(Source data Opens)
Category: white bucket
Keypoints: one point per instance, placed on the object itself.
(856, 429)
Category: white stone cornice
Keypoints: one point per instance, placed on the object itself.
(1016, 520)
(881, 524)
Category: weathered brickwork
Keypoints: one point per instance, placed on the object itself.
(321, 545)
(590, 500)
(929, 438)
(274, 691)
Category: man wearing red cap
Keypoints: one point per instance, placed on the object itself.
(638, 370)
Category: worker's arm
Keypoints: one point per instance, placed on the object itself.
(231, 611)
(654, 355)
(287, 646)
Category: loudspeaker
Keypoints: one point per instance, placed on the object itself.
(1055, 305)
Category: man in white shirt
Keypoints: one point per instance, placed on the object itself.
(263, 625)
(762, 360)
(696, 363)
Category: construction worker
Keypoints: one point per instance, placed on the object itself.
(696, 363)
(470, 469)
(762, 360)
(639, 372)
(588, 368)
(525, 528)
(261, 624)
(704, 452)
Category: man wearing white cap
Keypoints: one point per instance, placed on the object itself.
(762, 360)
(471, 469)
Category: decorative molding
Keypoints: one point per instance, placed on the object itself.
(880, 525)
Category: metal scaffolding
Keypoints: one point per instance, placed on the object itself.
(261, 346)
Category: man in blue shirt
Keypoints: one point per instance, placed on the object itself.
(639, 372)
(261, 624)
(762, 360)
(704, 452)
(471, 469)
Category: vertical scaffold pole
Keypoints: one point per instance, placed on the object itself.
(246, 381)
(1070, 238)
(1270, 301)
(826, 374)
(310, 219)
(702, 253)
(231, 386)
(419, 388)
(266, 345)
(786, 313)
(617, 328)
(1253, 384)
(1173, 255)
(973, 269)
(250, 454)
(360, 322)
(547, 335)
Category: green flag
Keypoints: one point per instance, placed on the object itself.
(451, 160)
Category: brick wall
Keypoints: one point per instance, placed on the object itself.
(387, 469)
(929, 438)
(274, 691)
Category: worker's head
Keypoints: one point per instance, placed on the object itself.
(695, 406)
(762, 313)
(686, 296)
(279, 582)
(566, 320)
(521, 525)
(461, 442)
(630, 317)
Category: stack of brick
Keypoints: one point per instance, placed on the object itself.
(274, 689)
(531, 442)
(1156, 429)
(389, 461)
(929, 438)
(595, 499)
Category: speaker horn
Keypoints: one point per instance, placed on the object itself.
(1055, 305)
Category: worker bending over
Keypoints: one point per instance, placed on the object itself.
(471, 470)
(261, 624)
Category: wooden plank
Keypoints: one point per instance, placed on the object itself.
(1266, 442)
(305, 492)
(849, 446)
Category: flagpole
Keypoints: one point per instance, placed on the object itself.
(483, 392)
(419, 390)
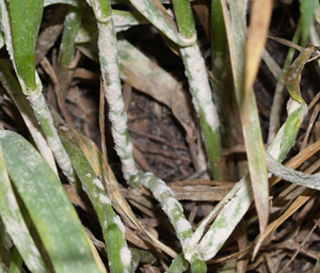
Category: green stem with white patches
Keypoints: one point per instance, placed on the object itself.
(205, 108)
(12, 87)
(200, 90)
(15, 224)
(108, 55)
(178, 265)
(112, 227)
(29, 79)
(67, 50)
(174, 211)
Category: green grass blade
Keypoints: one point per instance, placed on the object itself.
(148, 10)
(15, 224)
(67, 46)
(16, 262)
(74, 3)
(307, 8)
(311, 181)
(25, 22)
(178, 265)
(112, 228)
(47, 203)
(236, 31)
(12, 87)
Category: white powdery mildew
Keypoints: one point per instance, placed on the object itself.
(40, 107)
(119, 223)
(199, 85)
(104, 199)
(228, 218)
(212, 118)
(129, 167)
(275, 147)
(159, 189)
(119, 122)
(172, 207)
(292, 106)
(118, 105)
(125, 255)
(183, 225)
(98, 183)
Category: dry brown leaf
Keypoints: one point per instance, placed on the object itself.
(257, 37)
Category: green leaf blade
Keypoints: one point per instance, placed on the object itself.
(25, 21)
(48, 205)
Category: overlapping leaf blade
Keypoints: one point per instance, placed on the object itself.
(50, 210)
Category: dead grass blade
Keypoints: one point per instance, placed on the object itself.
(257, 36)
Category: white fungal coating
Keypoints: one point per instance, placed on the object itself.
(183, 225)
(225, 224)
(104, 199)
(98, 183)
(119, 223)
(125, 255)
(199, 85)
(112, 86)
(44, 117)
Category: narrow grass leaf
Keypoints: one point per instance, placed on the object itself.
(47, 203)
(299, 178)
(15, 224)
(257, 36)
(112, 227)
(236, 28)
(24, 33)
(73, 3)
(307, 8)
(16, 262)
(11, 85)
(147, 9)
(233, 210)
(Source data Closes)
(Source data Opens)
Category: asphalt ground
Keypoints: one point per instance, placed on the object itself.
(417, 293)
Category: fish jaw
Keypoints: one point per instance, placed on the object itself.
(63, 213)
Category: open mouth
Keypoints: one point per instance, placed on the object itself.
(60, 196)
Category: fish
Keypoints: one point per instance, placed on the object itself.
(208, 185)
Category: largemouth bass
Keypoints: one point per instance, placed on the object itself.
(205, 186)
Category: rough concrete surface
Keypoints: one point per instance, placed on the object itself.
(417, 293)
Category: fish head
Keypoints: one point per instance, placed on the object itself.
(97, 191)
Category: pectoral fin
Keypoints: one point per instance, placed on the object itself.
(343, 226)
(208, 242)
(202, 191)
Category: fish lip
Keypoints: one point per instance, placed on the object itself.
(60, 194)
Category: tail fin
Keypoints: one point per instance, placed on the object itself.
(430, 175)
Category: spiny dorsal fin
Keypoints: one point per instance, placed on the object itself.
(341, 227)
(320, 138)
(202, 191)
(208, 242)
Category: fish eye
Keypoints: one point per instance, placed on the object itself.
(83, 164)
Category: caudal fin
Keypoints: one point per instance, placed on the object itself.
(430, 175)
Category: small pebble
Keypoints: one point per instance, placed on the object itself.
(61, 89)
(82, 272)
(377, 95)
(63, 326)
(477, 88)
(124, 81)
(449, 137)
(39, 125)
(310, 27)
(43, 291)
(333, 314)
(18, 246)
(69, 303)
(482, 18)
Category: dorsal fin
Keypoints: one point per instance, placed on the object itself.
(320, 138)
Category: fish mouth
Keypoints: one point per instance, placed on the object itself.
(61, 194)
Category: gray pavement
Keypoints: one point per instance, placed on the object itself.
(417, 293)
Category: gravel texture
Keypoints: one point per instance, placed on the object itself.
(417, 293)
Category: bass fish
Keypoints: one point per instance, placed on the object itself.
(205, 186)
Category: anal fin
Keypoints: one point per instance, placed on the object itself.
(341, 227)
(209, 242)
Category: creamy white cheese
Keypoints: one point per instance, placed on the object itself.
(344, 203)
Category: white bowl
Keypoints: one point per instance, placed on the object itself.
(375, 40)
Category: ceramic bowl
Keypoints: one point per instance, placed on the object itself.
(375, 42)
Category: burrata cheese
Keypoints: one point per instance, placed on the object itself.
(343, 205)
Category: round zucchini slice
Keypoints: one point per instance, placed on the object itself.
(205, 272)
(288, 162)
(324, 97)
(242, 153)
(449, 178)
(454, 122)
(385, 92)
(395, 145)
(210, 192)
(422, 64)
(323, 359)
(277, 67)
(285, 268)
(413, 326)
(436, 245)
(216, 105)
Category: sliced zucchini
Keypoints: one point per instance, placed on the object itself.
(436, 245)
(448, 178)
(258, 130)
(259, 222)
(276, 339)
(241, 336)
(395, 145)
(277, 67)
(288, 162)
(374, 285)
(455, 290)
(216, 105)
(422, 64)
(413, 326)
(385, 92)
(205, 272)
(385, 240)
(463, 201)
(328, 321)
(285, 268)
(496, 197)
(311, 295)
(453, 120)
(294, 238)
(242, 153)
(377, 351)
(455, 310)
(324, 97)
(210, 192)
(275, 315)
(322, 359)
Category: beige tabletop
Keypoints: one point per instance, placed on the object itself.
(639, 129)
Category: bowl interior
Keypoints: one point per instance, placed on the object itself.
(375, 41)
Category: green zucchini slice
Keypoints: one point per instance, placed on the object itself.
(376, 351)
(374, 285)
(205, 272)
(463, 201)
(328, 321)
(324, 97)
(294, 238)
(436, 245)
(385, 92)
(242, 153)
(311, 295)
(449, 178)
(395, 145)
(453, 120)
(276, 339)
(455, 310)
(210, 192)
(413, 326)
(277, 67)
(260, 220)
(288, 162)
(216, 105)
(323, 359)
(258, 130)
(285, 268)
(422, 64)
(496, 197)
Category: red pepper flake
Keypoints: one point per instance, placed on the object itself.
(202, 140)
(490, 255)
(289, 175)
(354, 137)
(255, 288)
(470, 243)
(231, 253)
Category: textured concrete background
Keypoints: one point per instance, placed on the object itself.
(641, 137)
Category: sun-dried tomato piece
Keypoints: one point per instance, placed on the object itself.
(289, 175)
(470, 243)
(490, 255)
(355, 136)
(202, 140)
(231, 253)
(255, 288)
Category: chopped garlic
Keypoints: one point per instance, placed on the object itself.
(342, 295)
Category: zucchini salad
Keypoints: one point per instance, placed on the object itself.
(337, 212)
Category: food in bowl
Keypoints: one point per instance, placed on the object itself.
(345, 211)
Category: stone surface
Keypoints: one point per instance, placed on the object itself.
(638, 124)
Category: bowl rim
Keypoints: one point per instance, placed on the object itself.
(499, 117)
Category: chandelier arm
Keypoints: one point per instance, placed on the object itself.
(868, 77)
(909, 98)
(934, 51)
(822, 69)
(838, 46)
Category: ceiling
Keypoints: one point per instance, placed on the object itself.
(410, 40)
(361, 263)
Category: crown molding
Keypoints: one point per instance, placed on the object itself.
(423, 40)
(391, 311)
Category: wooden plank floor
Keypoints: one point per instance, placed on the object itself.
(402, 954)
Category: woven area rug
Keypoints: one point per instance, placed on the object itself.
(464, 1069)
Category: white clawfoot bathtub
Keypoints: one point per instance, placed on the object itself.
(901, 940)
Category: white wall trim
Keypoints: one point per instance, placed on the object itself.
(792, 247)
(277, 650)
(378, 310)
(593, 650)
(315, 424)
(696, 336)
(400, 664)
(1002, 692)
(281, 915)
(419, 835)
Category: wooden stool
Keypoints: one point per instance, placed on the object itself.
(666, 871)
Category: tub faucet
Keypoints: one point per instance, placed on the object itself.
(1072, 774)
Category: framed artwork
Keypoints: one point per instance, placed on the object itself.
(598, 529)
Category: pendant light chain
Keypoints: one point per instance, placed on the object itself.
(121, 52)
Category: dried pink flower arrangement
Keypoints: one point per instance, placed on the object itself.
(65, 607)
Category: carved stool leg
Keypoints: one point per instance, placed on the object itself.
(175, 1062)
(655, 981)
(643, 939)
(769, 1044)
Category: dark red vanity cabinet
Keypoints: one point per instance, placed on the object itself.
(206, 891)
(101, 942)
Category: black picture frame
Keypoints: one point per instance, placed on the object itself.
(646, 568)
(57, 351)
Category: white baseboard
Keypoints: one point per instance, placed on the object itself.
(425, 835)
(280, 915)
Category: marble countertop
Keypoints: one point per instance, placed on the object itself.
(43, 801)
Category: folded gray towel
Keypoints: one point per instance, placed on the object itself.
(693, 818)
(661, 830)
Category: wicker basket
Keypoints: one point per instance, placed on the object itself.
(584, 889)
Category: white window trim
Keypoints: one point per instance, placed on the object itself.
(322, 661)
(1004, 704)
(Source data Closes)
#### Exercise directions
Starting at the line above that holds "Category: dried pink flower arrangement" and ending at the line that holds "Category: black picture frame", transcribe each line exactly and include no other lines.

#### Expected answer
Category: dried pink flower arrangement
Keypoints: one point per instance, placed on the object itself.
(65, 607)
Category: carved stool leg
Keypoints: one point per instance, placed on the object itself.
(175, 1062)
(655, 981)
(643, 939)
(769, 1044)
Category: dark red vanity cabinet
Keypoints: one point per instance, placed on the object itself.
(206, 891)
(101, 942)
Category: black picture frame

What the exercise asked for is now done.